• Quoted text:
"""

P
US6702024B2ExpiredUtilityPatentIndex 90

Dual energized hydroseal

Assignee: GILMORE VALVE CO LTDPriority: Dec 14, 2001Filed: Dec 14, 2001Granted: Mar 9, 2004
Est. expiryDec 14, 2021(expired)· nominal 20-yr term from priority
Inventors:NEUGEBAUER THOMAS W
E21B 49/0813
90
PatentIndex Score
35
Cited by
25
References
30
Claims

Abstract

A bi-directional seal assembly can be used in various types of cartridge valves including dirty fluid valves and a variety of other valves. The present seal assembly utilizes a seal spool, two O-rings and opposing seal cups. The O-rings are compressed during manufacture of the seal assembly and the valve more than typically recommended by O-ring manufacturers. Because of this compression, the O-rings serve a dual function. At lower pressures, the O-rings act as a spring causing the seal cups to contact the opposing seal plates and at higher pressures they act as seals between the seal assembly and the valve.

Claims

exact text as granted — not AI-modified
What is claimed is:  
     
       1. A seal assembly positioned in a transverse bore of a seal carrier in a valve, the seal carrier shifting from a closed position to an open position, and the valve having a pair of opposing seal plates, the seal assembly being aligned with the seal plates when the seal carrier is in the closed position, and the seal assembly being out of alignment with the seal plates when the seal carrier is in the open position, the seal assembly being exposed alternatively to supply pressure and to function pressure, the seal assembly comprising: 
       a seal spool having a central circular collar and a transverse axle, a first end of the axle extending from one side of the collar and a second end of the axle extending from the opposite side of the collar;  
       a first seal cup having a through bore, a portion of the bore being sized and arranged to receive the first end of the axle, the seal cup having a sealing surface to seal against the opposing seal plate;  
       a second seal cup having a through bore, a portion of he bore being sized and arranged to receive the second end of the axle, the second seal cup having a sealing surface to seal against the opposing seal plate;  
       a first O-ring positioned around the first end of the axle;  
       a second O-ring positioned around the second end of the axle; and  
       the first O-ring compressed by the first seal cup against the collar and the second O-ring compressed by the second seal cup against the collar so the O-rings act as seals and as springs urging the seal cups into contact with the opposing seal plates.  
     
     
       2. The apparatus of  claim 1  wherein the O-rings are compressed axially more than 38.5 percent between the collar and the seal cups. 
     
     
       3. The apparatus of  claim 1  wherein the seal assembly is exposed to supply pressure and such pressure enters the through bores in each seal cup energizing both O-rings and forcing them out of contact with the axle and into sealing contact with the transverse bore of the seal carrier and the seal cups so supply pressure can force both seal cups into sealing engagement with the seal plates. 
     
     
       4. The apparatus of  claim 3  wherein the seal assembly is exposed to function pressure and such pressure enters the transverse bore of the seal carrier energizing both O-rings and forcing them out of contact with the transverse bore and into sealing contact with the seal spool and the seal cups so function pressure can force both seal cups into sealing contact with the seal plates.

"""

• Stated exercise 1:
Can you duplicate the patent text from "3. The apparatus" to "contact with the seal plates."?

Recorded data
"""

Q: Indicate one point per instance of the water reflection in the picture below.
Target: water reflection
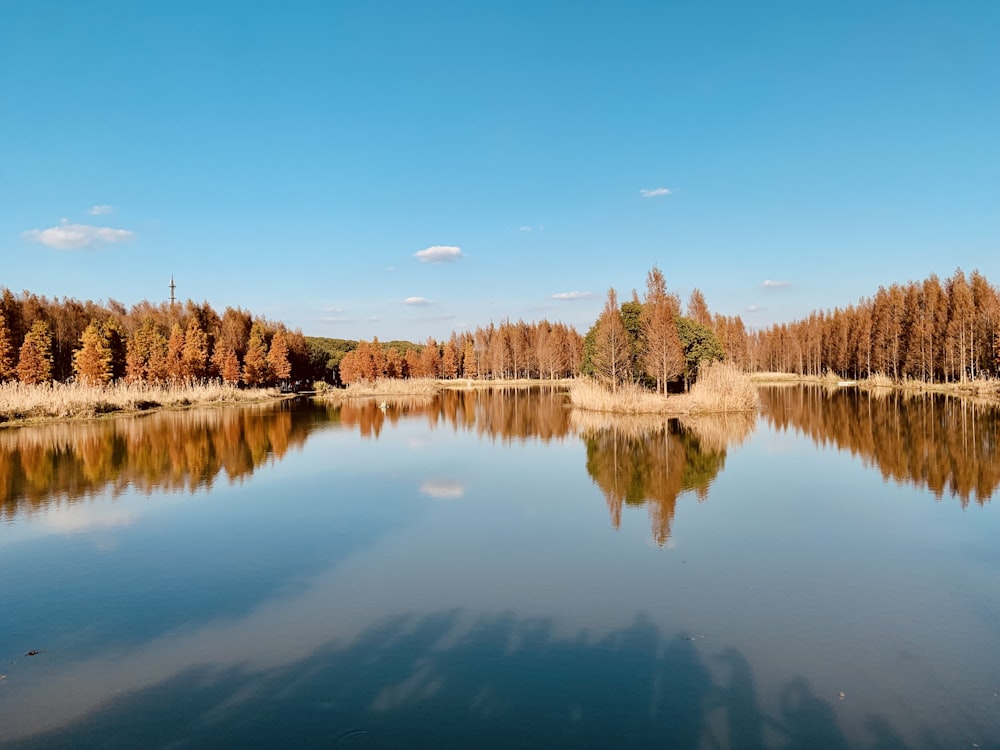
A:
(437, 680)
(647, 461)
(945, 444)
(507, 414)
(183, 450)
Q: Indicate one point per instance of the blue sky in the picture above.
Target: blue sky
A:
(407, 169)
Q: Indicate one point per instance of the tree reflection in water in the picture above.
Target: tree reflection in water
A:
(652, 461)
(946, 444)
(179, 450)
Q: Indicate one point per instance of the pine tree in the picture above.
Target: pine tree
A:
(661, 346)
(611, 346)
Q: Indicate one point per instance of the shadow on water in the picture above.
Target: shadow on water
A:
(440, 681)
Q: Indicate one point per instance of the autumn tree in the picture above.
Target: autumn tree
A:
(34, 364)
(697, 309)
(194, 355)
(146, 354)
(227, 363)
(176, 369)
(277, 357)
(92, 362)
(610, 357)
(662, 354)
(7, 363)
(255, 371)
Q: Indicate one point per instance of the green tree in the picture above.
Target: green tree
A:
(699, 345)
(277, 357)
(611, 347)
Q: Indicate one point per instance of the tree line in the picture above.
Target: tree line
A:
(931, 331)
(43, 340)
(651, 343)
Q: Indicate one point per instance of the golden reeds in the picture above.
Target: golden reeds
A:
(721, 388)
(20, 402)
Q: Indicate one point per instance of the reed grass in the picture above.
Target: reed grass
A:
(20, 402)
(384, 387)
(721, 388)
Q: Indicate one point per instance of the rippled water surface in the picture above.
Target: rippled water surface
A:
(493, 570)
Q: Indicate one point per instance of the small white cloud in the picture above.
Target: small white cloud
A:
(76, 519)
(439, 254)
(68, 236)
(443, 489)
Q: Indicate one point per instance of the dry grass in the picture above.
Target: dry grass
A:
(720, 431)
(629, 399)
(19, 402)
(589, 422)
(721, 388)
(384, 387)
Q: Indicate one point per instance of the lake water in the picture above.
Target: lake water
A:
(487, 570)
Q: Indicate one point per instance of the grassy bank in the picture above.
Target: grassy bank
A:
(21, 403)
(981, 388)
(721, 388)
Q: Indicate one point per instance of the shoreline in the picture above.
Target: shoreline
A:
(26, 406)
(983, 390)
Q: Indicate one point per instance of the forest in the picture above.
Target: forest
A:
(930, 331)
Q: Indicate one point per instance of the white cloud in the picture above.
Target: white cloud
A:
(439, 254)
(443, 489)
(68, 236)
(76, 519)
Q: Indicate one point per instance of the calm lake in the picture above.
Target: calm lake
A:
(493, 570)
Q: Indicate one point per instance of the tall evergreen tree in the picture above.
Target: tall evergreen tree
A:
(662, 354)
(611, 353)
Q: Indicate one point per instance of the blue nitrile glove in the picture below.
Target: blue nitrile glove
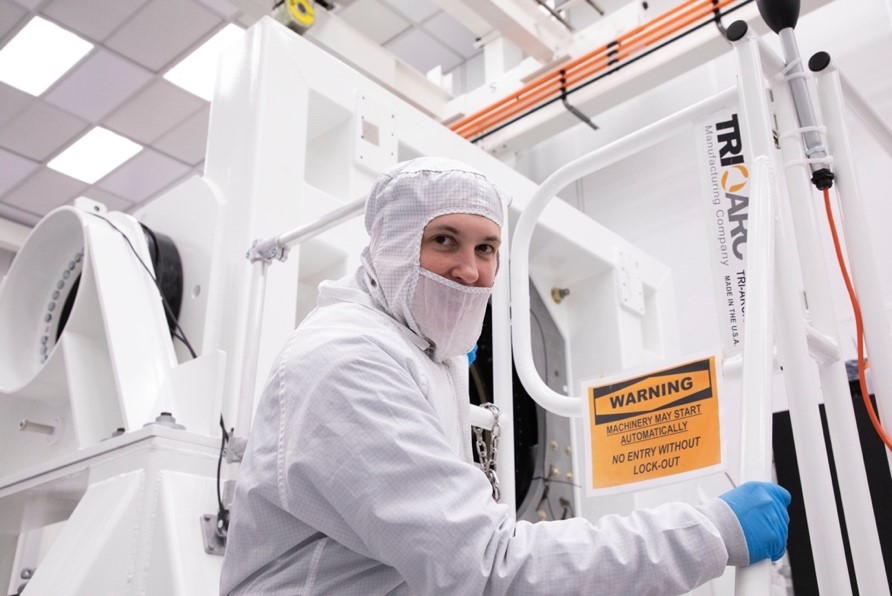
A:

"""

• Stated exercise 2:
Rescale the records from the line with "Q: Indicate one point per instance of the calm" through the end of the records. Reproduce every line in that span, requests included, and multiply each point coordinate in the answers by 2.5, rounding to whole numbers with halves rounded up. Return only those lines, without the pictures.

• Written response 1:
3. The apparatus of  claim 1  wherein the seal assembly is exposed to supply pressure and such pressure enters the through bores in each seal cup energizing both O-rings and forcing them out of contact with the axle and into sealing contact with the transverse bore of the seal carrier and the seal cups so supply pressure can force both seal cups into sealing engagement with the seal plates. 
     
     
       4. The apparatus of  claim 3  wherein the seal assembly is exposed to function pressure and such pressure enters the transverse bore of the seal carrier energizing both O-rings and forcing them out of contact with the transverse bore and into sealing contact with the seal spool and the seal cups so function pressure can force both seal cups into sealing contact with the seal plates.

• Written response 2:
Q: Indicate one point per instance of the calm lake in the picture above.
Target: calm lake
A:
(1233, 1425)
Q: Indicate one point per instance of the tall evergreen tree in the picture above.
Target: tall evergreen tree
A:
(1655, 885)
(1528, 883)
Q: Indicate one point per instance of the blue nitrile glove in the picture below.
Target: blue nitrile glove
A:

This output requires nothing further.